Material shown ::
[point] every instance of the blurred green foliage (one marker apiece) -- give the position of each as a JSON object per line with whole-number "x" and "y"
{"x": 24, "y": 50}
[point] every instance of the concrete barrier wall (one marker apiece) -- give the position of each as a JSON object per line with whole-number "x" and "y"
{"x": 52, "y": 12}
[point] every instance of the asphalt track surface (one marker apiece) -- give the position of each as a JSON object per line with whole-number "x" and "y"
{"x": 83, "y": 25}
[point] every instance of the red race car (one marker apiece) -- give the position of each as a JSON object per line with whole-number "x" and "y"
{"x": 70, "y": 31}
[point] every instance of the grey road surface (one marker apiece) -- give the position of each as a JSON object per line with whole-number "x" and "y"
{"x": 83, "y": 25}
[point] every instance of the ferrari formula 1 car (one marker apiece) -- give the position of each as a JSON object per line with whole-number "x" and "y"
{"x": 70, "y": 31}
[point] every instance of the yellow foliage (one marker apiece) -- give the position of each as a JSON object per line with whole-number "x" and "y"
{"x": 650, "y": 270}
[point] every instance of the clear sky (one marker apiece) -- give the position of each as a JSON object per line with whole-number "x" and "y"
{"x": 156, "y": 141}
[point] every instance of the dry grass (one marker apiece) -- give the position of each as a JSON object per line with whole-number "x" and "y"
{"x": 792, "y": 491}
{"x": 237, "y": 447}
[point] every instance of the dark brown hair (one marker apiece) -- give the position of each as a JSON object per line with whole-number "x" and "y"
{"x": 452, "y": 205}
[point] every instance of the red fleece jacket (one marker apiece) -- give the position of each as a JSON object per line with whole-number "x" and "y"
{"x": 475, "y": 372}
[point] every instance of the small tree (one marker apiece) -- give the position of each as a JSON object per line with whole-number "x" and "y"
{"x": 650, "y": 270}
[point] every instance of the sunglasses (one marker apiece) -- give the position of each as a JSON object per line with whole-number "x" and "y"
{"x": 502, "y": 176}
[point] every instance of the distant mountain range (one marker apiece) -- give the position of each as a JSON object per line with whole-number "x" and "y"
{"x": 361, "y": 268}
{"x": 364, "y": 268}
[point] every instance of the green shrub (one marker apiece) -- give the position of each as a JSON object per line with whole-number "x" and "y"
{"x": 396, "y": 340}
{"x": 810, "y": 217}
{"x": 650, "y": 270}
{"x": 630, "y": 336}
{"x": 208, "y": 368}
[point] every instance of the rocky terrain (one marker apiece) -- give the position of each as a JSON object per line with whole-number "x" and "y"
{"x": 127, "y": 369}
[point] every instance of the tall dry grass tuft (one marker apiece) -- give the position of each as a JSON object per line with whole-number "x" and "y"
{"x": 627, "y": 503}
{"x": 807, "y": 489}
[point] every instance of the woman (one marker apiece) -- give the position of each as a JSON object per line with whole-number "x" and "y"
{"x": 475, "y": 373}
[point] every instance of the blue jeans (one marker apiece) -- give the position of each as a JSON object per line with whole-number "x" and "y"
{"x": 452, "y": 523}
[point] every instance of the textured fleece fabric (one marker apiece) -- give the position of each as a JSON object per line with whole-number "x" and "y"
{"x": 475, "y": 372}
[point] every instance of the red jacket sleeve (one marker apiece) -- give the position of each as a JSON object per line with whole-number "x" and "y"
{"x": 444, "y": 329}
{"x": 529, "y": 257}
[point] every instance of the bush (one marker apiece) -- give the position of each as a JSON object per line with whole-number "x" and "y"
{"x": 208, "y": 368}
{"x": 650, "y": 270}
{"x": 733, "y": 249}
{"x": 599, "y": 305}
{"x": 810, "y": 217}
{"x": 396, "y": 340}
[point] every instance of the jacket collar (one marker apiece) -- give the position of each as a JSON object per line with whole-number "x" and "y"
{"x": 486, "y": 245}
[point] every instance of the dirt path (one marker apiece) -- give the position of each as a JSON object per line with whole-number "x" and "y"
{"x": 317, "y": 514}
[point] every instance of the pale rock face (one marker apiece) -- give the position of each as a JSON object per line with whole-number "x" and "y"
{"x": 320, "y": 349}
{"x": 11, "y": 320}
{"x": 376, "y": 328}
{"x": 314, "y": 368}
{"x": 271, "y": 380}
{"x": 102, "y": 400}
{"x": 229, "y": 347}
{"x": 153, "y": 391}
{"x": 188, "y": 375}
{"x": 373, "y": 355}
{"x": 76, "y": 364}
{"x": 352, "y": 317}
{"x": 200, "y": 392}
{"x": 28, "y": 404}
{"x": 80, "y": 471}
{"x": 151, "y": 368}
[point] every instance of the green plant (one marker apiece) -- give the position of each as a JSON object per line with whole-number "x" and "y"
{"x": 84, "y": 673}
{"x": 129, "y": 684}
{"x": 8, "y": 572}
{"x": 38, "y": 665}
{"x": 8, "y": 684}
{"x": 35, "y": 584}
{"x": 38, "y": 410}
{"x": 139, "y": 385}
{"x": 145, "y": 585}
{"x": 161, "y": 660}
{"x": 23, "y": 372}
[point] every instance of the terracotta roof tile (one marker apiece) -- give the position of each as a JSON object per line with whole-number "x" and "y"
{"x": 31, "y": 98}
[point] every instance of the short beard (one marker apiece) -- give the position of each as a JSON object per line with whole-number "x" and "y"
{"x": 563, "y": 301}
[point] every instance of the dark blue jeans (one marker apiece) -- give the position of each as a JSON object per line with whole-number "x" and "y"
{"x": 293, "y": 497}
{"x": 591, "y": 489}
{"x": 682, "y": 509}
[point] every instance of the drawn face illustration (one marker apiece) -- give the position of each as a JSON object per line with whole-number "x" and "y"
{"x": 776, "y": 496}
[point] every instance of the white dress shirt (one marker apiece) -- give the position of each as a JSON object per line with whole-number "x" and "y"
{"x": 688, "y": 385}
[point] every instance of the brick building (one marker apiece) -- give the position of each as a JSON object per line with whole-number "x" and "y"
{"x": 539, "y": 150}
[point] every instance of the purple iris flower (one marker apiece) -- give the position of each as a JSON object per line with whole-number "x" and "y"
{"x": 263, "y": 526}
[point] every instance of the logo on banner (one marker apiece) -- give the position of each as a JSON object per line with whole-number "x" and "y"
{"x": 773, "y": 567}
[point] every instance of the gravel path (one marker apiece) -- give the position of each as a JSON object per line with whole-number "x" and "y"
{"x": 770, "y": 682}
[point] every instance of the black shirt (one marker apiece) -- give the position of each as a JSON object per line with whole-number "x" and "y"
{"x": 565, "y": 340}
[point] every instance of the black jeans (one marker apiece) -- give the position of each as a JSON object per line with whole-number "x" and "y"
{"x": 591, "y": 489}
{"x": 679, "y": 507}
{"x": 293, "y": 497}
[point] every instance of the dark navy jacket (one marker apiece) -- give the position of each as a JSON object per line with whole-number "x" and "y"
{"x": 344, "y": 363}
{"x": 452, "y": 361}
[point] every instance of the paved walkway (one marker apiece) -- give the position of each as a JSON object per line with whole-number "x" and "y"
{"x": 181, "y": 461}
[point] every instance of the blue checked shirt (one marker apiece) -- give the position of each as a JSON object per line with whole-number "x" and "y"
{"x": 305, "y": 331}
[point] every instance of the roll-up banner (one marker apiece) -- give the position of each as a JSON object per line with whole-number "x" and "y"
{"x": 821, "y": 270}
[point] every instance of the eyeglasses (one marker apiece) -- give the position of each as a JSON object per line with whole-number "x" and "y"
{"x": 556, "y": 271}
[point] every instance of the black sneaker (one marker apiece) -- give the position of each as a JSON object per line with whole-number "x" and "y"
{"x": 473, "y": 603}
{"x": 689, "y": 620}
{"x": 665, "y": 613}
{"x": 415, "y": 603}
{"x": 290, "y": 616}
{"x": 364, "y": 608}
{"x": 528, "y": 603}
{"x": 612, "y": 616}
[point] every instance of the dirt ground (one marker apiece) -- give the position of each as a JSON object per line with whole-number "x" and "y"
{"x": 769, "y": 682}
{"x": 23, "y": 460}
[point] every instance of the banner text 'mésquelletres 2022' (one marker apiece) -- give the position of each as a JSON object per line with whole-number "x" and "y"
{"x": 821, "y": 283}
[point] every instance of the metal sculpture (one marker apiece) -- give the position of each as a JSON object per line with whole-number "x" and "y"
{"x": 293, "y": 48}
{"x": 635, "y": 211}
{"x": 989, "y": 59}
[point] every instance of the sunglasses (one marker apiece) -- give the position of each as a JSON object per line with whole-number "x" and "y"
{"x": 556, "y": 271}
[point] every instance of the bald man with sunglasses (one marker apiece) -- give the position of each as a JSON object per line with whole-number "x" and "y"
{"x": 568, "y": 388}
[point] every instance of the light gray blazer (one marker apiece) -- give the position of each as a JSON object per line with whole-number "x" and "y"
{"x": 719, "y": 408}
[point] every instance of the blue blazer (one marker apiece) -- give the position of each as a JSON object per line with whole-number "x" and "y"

Instruction :: Output exactly the lines between the one containing "[point] every instance of the bald" and the final line above, both inclusive.

Task solution ::
[point] every instance of the bald man with sunglasses (one marker apiece) -- give the position of each as a JSON object per line with whole-number "x" and "y"
{"x": 568, "y": 388}
[point] every instance of the light gray blazer (one marker apiece) -- give the position of each as a JSON object per line with whole-number "x" and "y"
{"x": 719, "y": 408}
[point] every instance of the blue blazer (one marker apiece) -- give the position of each as a JSON object per line with whole-number "x" and "y"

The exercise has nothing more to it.